--- begin PROVIDED INFORMATION ---

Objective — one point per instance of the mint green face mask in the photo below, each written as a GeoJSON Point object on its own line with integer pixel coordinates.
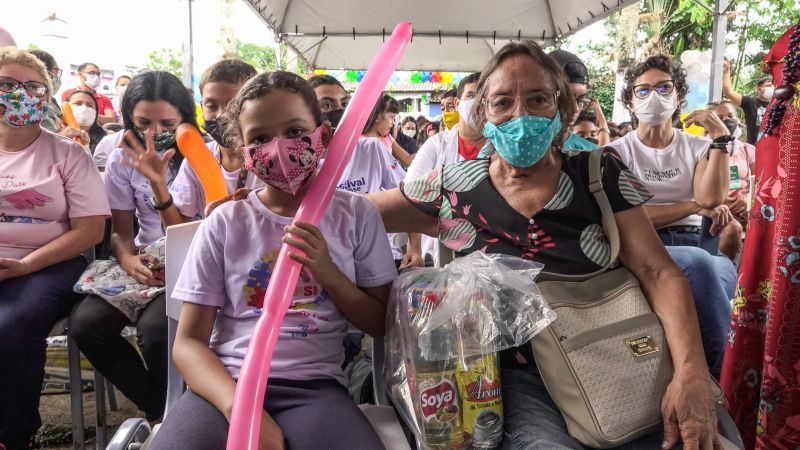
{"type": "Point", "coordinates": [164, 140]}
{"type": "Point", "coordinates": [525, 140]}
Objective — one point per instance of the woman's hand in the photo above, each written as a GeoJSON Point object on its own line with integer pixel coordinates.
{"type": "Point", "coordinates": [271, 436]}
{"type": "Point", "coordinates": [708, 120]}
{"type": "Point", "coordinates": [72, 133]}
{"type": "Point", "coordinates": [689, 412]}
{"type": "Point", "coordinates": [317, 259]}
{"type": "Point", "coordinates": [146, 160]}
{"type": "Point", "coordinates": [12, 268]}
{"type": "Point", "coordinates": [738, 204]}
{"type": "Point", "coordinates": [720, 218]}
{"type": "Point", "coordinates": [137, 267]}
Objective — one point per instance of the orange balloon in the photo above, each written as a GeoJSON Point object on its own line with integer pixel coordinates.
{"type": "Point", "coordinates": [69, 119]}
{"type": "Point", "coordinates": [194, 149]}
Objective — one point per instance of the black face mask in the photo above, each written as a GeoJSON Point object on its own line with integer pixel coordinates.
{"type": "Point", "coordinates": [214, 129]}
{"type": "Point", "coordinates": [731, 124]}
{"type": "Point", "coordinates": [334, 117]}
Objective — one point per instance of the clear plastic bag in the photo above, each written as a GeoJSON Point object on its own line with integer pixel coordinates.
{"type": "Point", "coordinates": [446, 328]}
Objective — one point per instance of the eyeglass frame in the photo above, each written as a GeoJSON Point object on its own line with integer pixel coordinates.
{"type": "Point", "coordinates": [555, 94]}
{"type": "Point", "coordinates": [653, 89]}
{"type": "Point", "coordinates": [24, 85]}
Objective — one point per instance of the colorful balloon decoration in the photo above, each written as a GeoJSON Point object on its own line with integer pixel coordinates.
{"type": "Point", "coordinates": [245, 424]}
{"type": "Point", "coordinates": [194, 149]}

--- end PROVIDED INFORMATION ---
--- begin PROVIDED INFORMATION ---

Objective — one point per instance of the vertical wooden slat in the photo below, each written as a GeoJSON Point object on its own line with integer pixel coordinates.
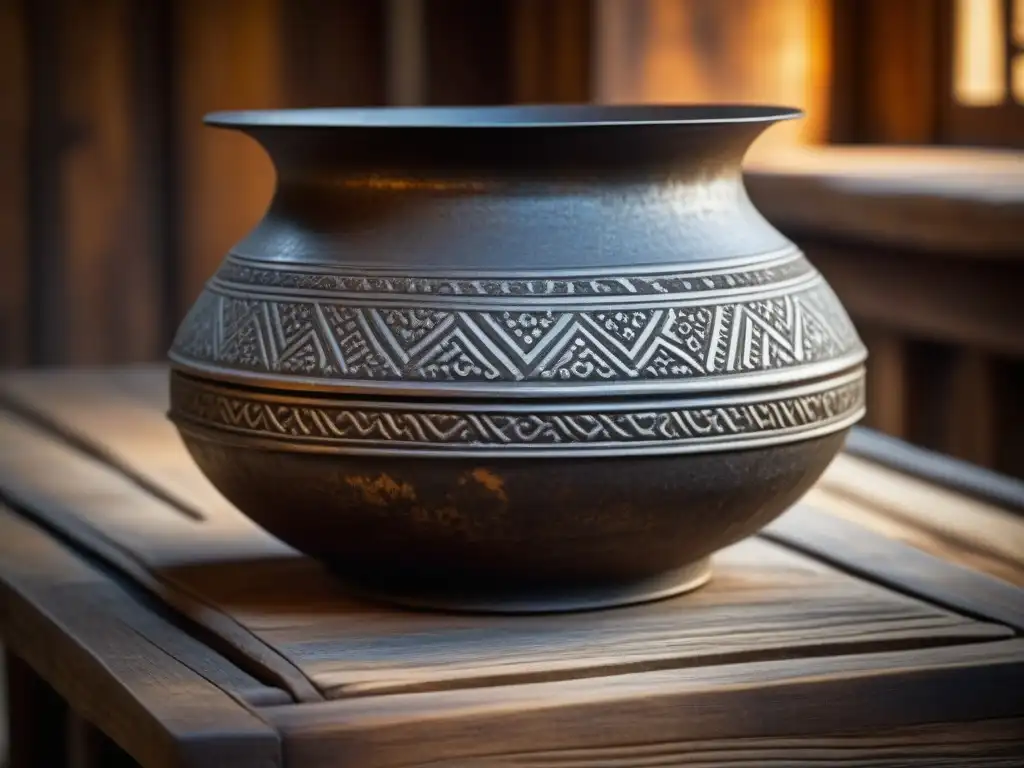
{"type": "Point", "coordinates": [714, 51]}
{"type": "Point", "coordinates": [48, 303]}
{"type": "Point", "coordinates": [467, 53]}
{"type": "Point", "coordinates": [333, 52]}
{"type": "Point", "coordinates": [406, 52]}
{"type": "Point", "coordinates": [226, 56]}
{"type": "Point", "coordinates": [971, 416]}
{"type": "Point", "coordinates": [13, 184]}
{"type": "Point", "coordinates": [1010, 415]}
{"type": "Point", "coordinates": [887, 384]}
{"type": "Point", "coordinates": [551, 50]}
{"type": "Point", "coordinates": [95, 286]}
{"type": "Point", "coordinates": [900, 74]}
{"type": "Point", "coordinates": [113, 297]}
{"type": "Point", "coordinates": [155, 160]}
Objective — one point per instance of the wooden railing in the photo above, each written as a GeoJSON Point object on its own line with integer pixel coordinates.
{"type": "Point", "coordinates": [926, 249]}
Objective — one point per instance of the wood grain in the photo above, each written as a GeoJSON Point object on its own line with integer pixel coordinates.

--- end PROVIDED INFORMATION ---
--- begin PROVIDED INFORMATION ---

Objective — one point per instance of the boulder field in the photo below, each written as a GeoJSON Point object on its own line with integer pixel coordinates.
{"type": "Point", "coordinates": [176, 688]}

--- end PROVIDED INFORMATION ---

PROBLEM DESCRIPTION
Can you gather every line of the data above that contains the word "below"?

SOLUTION TO THIS EXERCISE
Objective — one point per instance of the mint green face mask in the photo below, each written as a GeoJSON Point object on its own line with integer pixel coordinates.
Objective — one point per instance of the vertical wooden slat in the photo below, each written as a GeoJSON Point object on its own line with integer pixel coordinates.
Objective — one point per instance of the boulder field in the photo below, each written as a GeoJSON Point object on its own line with integer pixel coordinates.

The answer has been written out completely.